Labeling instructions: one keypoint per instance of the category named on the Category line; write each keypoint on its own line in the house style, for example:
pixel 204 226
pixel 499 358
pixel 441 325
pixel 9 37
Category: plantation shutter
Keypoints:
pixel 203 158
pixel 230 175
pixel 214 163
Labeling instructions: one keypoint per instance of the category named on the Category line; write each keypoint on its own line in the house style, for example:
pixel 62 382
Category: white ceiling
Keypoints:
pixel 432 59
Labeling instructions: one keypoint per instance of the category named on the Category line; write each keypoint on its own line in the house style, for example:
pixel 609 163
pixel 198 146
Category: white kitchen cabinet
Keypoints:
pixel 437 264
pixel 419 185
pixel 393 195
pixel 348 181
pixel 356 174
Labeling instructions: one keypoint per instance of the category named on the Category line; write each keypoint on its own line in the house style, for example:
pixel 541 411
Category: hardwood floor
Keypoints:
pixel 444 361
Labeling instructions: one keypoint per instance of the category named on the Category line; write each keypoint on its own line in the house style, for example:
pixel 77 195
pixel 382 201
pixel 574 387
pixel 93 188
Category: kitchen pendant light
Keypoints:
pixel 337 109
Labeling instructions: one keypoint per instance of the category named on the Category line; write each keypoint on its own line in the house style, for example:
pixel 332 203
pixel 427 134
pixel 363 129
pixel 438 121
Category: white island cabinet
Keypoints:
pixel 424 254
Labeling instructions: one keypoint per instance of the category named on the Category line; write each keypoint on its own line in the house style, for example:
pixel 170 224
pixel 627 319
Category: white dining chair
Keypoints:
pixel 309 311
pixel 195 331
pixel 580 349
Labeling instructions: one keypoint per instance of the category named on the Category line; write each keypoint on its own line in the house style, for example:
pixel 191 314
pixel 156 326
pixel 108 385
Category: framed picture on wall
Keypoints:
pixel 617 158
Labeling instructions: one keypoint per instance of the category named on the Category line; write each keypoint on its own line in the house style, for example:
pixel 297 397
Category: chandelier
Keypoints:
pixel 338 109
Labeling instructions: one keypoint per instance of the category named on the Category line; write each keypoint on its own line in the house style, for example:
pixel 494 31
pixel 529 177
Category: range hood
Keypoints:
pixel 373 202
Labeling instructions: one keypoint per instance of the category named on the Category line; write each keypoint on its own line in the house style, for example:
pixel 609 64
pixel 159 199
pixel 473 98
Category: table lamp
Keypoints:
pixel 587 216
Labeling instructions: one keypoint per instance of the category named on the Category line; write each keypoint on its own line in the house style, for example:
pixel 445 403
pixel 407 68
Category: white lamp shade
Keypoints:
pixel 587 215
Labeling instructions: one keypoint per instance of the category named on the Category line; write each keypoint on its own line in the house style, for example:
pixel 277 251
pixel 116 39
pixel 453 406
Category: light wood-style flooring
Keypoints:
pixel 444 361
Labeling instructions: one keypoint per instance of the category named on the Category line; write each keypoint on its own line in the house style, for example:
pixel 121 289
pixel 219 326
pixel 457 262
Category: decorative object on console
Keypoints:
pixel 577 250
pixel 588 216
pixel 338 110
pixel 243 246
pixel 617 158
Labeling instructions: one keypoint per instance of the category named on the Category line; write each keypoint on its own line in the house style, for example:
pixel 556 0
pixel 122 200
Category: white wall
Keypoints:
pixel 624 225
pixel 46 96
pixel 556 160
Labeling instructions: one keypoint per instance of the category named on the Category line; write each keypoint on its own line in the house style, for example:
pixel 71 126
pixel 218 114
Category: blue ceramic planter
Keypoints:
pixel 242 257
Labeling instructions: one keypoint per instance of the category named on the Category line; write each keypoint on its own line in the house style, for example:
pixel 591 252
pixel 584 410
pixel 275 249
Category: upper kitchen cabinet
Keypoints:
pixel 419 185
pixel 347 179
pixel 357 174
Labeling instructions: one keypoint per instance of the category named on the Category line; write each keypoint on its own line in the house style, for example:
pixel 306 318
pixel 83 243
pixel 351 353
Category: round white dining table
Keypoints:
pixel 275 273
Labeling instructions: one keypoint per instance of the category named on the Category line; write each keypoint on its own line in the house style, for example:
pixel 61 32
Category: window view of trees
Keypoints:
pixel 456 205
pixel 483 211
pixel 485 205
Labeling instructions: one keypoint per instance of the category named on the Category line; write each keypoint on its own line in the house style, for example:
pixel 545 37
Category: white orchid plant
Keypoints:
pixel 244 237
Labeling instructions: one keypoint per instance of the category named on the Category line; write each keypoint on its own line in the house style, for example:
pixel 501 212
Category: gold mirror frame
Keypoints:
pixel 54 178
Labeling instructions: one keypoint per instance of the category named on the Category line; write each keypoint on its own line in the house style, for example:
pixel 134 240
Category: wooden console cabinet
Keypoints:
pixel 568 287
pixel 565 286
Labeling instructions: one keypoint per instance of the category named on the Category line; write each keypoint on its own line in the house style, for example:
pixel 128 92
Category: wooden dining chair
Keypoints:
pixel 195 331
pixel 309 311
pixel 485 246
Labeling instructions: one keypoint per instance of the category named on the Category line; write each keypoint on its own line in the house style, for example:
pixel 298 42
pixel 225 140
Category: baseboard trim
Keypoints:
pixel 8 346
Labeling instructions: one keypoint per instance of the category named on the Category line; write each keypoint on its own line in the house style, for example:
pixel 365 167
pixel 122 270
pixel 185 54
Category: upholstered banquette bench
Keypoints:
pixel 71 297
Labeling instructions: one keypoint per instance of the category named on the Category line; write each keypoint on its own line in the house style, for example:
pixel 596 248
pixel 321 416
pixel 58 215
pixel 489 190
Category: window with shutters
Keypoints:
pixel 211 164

□ □ □

Rewrite all of the items above so that every "Labeling instructions" reads "Annotation instructions", and keep everything else the same.

§ Exercise answer:
Annotation instructions: one keypoint per instance of the category named on the Category line; write each keypoint on its own line in the house style, for example:
pixel 204 226
pixel 499 358
pixel 441 325
pixel 9 37
Category: plantation shutter
Keypoints:
pixel 203 158
pixel 230 175
pixel 214 163
Annotation instructions: one keypoint per instance of the category named on the Category line; write each keypoint on its own line in the house style, for example:
pixel 62 382
Category: white ceiling
Keypoints:
pixel 432 59
Annotation instructions: one keypoint per instance of the category named on the Category line; write each keypoint on its own line in the house style, for example:
pixel 609 163
pixel 198 146
Category: white kitchen cabinet
Keypoints:
pixel 437 264
pixel 419 185
pixel 393 195
pixel 348 181
pixel 356 174
Annotation instructions: one keypoint per instance of the category named on the Category line; write each keypoint on its own line in the house style, for example:
pixel 541 411
Category: hardwood floor
Keypoints:
pixel 444 361
Annotation instructions: one keypoint per instance of the category named on the Category line; write each keypoint on its own line in the house style, for example:
pixel 77 195
pixel 382 201
pixel 574 387
pixel 93 188
Category: kitchen pendant light
Keypoints:
pixel 337 109
Annotation instructions: one keypoint per instance of the category named on the Category line; write each keypoint on its own line in the house style, for example:
pixel 332 203
pixel 427 134
pixel 363 129
pixel 438 121
Category: white island cabinet
Keypoints:
pixel 424 254
Annotation instructions: one keypoint per instance of the category named on the Category line; write each keypoint on its own line in the house style, for example:
pixel 170 224
pixel 627 319
Category: white dining chair
Keypoints:
pixel 309 311
pixel 195 331
pixel 580 349
Annotation instructions: one keypoint per instance of the category named on the Category line; write each keypoint on its own line in the house style, for example:
pixel 191 314
pixel 156 326
pixel 108 385
Category: framed picture on wall
Keypoints:
pixel 617 158
Annotation instructions: one keypoint per instance of the category named on the Category line; write each keypoint on its own line in the house style, for example:
pixel 297 397
Category: chandelier
Keypoints:
pixel 338 109
Annotation instructions: one keypoint per instance of the category named on the Category line; write each keypoint on its own line in the house style, for example:
pixel 494 31
pixel 529 177
Category: range hood
Keypoints:
pixel 373 202
Annotation instructions: one keypoint per instance of the category named on the Category line; write each keypoint on its own line in the house style, for example:
pixel 609 64
pixel 159 199
pixel 473 98
Category: table lamp
Keypoints:
pixel 587 216
Annotation instructions: one keypoint per instance of the category named on the Category line; write each keypoint on its own line in the house style, for example:
pixel 445 403
pixel 407 68
Category: white lamp shade
Keypoints:
pixel 587 215
Annotation instructions: one keypoint per instance of the category named on the Category line; write each keypoint on its own line in the house style, for example:
pixel 277 251
pixel 116 39
pixel 453 406
Category: light wood-style flooring
Keypoints:
pixel 444 361
Annotation instructions: one keypoint per instance of the category named on the Category line; write each keypoint on its own line in the house style, for example:
pixel 121 289
pixel 219 326
pixel 457 262
Category: decorative object on console
Keypoints:
pixel 577 250
pixel 588 216
pixel 338 110
pixel 243 246
pixel 617 158
Annotation instructions: one keypoint per instance of the category named on the Category line; write each keypoint on its own line in the house style, for example:
pixel 556 0
pixel 122 200
Category: white wall
Keypoints:
pixel 624 225
pixel 46 96
pixel 556 160
Annotation instructions: one keypoint per instance of the category named on the Category line; write each keypoint on its own line in the house style, for example:
pixel 71 126
pixel 218 114
Category: blue ceramic planter
Keypoints:
pixel 242 257
Annotation instructions: one keypoint per instance of the category named on the Category line; write each keypoint on its own line in the house style, for example:
pixel 591 252
pixel 584 410
pixel 275 249
Category: upper kitchen cabinet
Keypoints:
pixel 419 185
pixel 347 179
pixel 357 174
Annotation instructions: one keypoint per instance of the category named on the Category line; write each keypoint on its own line in the house style, for example:
pixel 306 318
pixel 83 243
pixel 351 353
Category: round white dining table
Keypoints:
pixel 275 273
Annotation instructions: one keypoint per instance of the category named on the Category line; write each keypoint on its own line in the house style, for example:
pixel 61 32
Category: window view of trees
Keypoints:
pixel 456 205
pixel 483 211
pixel 485 205
Annotation instructions: one keypoint per instance of the category named on the Category line; write each keypoint on its own line in the house style, for example:
pixel 545 37
Category: white orchid plant
Keypoints:
pixel 244 237
Annotation instructions: one keypoint per instance of the category named on the Category line; write each keypoint on its own line in the house style, for example:
pixel 501 212
Category: gold mirror frame
Keypoints:
pixel 54 178
Annotation instructions: one keypoint per instance of the category named on the Category line; write each keypoint on its own line in the house style, for example:
pixel 134 240
Category: wooden console cabinet
Keypoints:
pixel 568 287
pixel 565 286
Annotation instructions: one keypoint per instance of the category named on the Category line; write each keypoint on its own line in the house style, for example:
pixel 128 92
Category: wooden dining chair
Keypoints:
pixel 195 331
pixel 309 311
pixel 485 246
Annotation instructions: one keypoint per instance of the category named on the Category line; write each keypoint on its own line in the house style, for example:
pixel 298 42
pixel 225 140
Category: baseboard trim
Keypoints:
pixel 8 346
Annotation instructions: one keypoint per instance of the category named on the Category line; write each keypoint on its own line in the house style, for example:
pixel 365 167
pixel 122 270
pixel 185 54
Category: upholstered banquette bench
Keypoints:
pixel 71 297
Annotation instructions: one keypoint per instance of the category named on the Category line; write each keypoint on its own line in the house style, for example:
pixel 596 248
pixel 321 416
pixel 58 215
pixel 489 190
Category: window with shutters
Keypoints:
pixel 211 164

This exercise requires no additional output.